◆ 任务说明 ◆
**A)** 根据引用文本,循环运行过程中出现的报错提示是什么?
**B)** 请列出引用文本中 self.headers 字典所设定的全部键名。
**C)** 请重新写出引用文本中以“循环运行过程中,有个别数据对应网页没有数据,提示'NoneType' object has”开头、以“你这个问题描述不清楚,请把代码贴出来,或者具体的网站及需求。”结尾的部分,并将其中的“跳过”换成“略过”。

Python爬虫 跳过'NoneType' error

循环运行过程中,有个别数据对应网页没有数据,提示'NoneType' object has no attribute 'find_all',网上的方案都是怎么解决搜索问题,想请教下怎么跳过这个点,直接到下个数据点?

加一个跳过的语句,比如

if ws_Src.cell().value == None:
    continue

 

你这个问题描述不清楚,请把代码贴出来,或者具体的网站及需求。

try:

    (获取网页元素代码)

except:

  pass

import urllib3
from calendar import isleap
import re
from bs4 import BeautifulSoup
from GetData import GetData
import datetime as DT
import csv

class GetData:
    url = ""
    headers = ""

    def __init__(self, url, header=""):
        """
        :param url: 获取的网址
        :param header: 请求头,默认已内置
        """
        self.url = url
        if header == "":
            self.headers = {
                'Connection': 'Keep-Alive',
                'Accept': 'text/html,application/xhtml+xml,application/xml;q=0.9,image/avif,image/webp,image/apng,'
                          '*/*;q=0.8,application/signed-exchange;v=b3;q=0.9',
                'Accept-Language': 'zh-CN,zh;q=0.9,en;q=0.8',
                'Accept-Encoding': 'gzip, deflate',
                'User-Agent': 'Mozilla/5.0 (Linux; Android 6.0; Nexus 5 Build/MRA58N) AppleWebKit/537.36 (KHTML, '
                              'like Gecko) Chrome/87.0.4280.66 Mobile Safari/537.36 ',
                'Host': 'www.meteomanz.com'
            }
        else:
            self.headers = header

    def Get(self):
        """
        :return: 网址对应的网页内容
        """
        http = urllib3.PoolManager()
        return http.request('GET', self.url, headers=self.headers).data

def a(t):
    return t.replace(" - ", "0")

# 功能: 写csv
def write(years, b, c,id):
    """
    :param years: [开始日期距离现在的年份, 结束日期距离现在的年份]
    :param b: [开始日期距离现在日期的天数, 结束日期距离现在日期的天数]
    :param c: csv文件名
    :param id: 城市id
    :return: None
    """
    # 1. 创建文件对象
    f = open(c, 'a', encoding='utf-8', newline='')

    # 2. 基于文件对象构建 csv写入对象
    csv_writer = csv.writer(f)

◆ 数据集记录 ◆
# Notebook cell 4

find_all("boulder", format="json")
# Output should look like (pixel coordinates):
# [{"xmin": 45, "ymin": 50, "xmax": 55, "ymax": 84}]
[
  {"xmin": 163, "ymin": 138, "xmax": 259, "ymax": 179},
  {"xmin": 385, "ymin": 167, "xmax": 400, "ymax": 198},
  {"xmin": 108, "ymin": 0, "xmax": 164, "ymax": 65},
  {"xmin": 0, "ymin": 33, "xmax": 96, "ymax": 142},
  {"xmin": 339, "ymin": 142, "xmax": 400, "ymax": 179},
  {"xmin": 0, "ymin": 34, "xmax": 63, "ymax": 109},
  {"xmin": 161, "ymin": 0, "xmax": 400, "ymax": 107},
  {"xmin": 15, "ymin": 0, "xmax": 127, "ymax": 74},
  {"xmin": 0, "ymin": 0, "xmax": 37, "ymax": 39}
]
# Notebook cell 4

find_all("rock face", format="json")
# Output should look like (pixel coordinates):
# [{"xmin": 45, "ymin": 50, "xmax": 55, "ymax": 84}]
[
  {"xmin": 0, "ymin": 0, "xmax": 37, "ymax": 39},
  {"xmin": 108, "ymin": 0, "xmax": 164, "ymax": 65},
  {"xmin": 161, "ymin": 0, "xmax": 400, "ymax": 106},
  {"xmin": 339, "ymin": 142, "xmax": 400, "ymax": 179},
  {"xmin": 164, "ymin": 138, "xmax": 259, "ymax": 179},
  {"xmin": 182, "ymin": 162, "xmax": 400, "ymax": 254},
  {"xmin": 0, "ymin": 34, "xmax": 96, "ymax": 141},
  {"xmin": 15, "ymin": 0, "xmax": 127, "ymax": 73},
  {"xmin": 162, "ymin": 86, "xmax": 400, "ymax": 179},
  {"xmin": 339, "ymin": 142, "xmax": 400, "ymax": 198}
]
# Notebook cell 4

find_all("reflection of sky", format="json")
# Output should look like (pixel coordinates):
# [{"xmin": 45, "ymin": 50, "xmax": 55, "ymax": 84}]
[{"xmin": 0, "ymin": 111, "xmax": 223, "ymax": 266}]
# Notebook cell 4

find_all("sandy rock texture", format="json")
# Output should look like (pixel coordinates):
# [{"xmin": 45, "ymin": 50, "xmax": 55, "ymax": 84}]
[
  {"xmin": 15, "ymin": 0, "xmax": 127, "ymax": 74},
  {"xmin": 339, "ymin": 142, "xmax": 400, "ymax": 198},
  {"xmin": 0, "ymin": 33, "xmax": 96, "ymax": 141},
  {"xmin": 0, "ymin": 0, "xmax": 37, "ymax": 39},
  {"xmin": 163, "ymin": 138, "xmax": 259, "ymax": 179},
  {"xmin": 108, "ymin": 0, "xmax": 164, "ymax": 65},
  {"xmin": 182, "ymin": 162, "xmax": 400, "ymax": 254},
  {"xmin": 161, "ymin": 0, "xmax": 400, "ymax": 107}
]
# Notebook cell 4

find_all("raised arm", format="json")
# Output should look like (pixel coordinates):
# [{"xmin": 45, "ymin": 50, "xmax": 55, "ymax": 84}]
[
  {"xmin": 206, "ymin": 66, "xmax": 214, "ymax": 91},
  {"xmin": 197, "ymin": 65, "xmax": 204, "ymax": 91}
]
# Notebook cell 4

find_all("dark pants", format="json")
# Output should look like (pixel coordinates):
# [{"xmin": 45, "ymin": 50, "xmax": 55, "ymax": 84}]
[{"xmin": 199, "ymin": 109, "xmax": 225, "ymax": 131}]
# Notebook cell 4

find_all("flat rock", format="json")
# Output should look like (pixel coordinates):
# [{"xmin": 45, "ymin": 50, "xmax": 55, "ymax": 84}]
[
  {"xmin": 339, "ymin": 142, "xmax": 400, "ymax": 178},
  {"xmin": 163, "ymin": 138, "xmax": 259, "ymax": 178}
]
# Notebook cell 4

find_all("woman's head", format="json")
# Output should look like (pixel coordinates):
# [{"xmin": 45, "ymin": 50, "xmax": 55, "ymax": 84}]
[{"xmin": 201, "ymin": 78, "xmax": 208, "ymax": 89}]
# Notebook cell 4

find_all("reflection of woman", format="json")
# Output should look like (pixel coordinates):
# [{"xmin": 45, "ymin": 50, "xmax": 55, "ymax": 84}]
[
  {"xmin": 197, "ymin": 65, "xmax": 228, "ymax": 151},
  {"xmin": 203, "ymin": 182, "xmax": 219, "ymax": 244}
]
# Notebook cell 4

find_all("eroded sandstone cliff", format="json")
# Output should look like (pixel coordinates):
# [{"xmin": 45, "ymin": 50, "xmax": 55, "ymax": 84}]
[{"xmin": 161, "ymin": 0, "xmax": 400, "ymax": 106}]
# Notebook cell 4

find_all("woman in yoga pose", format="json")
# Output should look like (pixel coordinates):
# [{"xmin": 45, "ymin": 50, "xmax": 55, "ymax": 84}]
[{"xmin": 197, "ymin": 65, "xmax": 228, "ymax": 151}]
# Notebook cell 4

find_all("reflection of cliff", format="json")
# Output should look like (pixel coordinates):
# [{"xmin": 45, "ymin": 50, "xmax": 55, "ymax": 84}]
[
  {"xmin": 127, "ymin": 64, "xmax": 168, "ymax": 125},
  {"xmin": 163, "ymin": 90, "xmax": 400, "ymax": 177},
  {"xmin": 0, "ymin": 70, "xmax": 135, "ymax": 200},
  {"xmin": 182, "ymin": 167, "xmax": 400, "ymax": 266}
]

◆ 任务答案 ◆
**A)** 'NoneType' object has no attribute 'find_all'

**B)** Connection、Accept、Accept-Language、Accept-Encoding、User-Agent、Host

**C)**
循环运行过程中,有个别数据对应网页没有数据,提示'NoneType' object has no attribute 'find_all',网上的方案都是怎么解决搜索问题,想请教下怎么略过这个点,直接到下个数据点?

加一个略过的语句,比如

if ws_Src.cell().value == None:
    continue

 

你这个问题描述不清楚,请把代码贴出来,或者具体的网站及需求。